Collect every line from the rows below that contains the string "Target", copying each line in full.

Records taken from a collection
◇ ◇ ◇ ◇

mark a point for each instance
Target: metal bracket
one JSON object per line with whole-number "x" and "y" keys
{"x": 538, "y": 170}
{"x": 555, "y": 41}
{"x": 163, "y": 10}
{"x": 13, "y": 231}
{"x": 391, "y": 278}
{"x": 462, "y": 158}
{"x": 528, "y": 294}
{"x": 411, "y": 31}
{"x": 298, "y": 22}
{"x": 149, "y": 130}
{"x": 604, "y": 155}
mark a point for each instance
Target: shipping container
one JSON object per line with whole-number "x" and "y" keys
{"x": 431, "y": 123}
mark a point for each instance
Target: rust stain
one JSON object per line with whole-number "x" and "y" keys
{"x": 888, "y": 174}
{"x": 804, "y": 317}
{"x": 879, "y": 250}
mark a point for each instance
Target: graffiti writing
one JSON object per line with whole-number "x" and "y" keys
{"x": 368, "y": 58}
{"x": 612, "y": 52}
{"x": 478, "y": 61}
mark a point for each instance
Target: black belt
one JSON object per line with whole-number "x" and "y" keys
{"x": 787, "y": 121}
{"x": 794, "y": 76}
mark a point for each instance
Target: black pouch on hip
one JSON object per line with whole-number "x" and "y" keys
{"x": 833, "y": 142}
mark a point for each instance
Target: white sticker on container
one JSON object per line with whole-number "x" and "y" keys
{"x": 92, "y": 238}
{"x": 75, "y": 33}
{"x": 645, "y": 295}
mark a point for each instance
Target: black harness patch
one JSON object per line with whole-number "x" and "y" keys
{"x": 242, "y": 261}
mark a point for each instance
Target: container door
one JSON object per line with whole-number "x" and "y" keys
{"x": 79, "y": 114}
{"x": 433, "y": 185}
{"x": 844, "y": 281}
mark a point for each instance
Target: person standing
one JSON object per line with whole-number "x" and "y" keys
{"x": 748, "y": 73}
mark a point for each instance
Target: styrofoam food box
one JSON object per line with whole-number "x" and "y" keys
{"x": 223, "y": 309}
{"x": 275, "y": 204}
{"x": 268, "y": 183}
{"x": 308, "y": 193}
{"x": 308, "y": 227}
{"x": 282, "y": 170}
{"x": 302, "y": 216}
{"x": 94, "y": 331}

◇ ◇ ◇ ◇

Solution to this exercise →
Target: metal bracket
Target: shipping container
Target: rust stain
Target: graffiti writing
Target: black belt
Target: black pouch on hip
Target: white sticker on container
Target: black harness patch
Target: container door
Target: person standing
Target: styrofoam food box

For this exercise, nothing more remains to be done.